— START OF EXTRACTED TEXT —
The plaintiffs contended that Panera Bread violated their written employment agreements by imposing the cap. Panera Bread responded that the parties had orally novated the written agreements and that the managers had assented to the new agreements containing the cap by their words and actions. The company also asserted that the employees had waived any claims about the cap by continuing to work after the change and that they should be estopped from raising claims because it was too late to do so. Panera Bread also argued that the economic downturn allowed the company to impose the cap because the purpose of the contract had been commercially frustrated.
The District Court’s Decision
The United States District Court for the Eastern District of Missouri sided with the plaintiffs, although it did not agree that the employment agreements signed by the managers constituted bilateral contracts. Here’s the 8th Circuit’s summary of the trial court’s decision:
The district court certified a class of about sixty-seven managers and eventually granted them summary judgment. In doing so, the court rejected the managers’ characterization of the agreement as a bilateral contract: The court decided instead that Panera had extended an offer to enter into a unilateral contract and that the offer had become irrevocable because all class members had rendered a substantial part of the requested performance by working at least a year after signing their agreements. The court noted that, even if the agreement amounted to a bilateral contract, Panera’s novation defense failed: it held that any supposed novation was not supported by consideration since Panera did not promise to do anything that it was not already obligated to do. The court also rejected Panera’s waiver and estoppel defenses because Panera’s imposition of the cap was a repudiation of its bonus offer, and the managers were free to continue performing rather than treat the repudiation as an immediate breach. It also rejected Panera’s commercial-frustration defense, holding that the economic downturn was a foreseeable event that Panera should have anticipated when making the bonus offer.
Bilateral vs. Unilateral Contracts
The 8th Circuit agreed with the district court that the employment agreements signed by the plaintiffs amounted to offers to enter into unilateral contracts rather than bilateral contracts. As I noted in Have You Thought About Consideration? all contracts must be supported by consideration. Thus, in order to be enforceable contracts, the written employment agreements were required to be supported by consideration.
I’ll explain below why the written employment agreements weren’t supported by consideration. But because the written agreements weren’t supported by consideration and thus weren’t enforceable contracts, they amounted to offers by Panera Bread to enter into unilateral contracts. An offer for a unilateral contract is accepted by the offeree’s performance. For example, if I offer you $50 to shovel the snow off my driveway, and you shovel the driveway, you’ve accepted my offer for a unilateral contract and I now must perform my obligation by paying you. Once you’ve accepted by performance, it’s too late for me to rescind my offer.
— END OF EXTRACTED TEXT —
— START OF MATERIAL PROVIDED —
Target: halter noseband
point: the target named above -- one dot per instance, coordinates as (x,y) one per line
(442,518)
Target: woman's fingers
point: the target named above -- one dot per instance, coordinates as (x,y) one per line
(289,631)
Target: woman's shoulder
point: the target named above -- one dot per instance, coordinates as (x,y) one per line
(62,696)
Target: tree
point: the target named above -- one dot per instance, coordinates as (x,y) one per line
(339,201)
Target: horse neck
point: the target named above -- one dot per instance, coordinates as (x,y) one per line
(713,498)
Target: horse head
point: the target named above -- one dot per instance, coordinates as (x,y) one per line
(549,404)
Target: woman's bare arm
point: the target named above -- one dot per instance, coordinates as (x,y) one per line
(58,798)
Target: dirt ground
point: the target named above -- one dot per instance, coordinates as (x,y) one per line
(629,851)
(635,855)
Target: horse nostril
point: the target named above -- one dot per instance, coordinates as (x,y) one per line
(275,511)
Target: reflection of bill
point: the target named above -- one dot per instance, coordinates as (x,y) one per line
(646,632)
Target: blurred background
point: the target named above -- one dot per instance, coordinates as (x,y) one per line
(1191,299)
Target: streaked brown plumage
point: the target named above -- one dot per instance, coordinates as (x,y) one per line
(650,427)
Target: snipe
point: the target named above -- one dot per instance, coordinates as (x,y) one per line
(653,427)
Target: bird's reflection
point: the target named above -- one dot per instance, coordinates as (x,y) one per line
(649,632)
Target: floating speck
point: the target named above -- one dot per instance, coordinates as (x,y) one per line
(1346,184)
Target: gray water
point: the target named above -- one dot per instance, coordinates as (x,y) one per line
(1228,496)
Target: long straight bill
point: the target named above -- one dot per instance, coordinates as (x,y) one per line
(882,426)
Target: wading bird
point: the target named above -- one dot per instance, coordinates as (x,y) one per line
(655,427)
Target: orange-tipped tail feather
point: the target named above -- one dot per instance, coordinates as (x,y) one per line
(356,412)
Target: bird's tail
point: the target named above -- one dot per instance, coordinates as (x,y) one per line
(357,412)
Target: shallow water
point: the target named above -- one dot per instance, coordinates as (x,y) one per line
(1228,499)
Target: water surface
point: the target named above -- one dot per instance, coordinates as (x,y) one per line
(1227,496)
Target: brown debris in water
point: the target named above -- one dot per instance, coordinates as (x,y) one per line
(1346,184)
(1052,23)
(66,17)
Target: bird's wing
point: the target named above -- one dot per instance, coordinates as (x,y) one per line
— END OF MATERIAL PROVIDED —
WHAT THE TASK ASKS:
For each statement below, say yes or no according to the text about the Panera Bread bonus dispute, and quote the words from that text that decide it.
1. The district court agreed that the agreements signed by the managers were bilateral contracts.
2. The district court certified a class of about sixty-seven managers.
3. The district court held that the economic downturn was a foreseeable event.

ANSWER TO THE PROBLEM:
1. No: "although it did not agree that the employment agreements signed by the managers constituted bilateral contracts"
2. Yes: "The district court certified a class of about sixty-seven managers"
3. Yes: "holding that the economic downturn was a foreseeable event that Panera should have anticipated when making the bonus offer"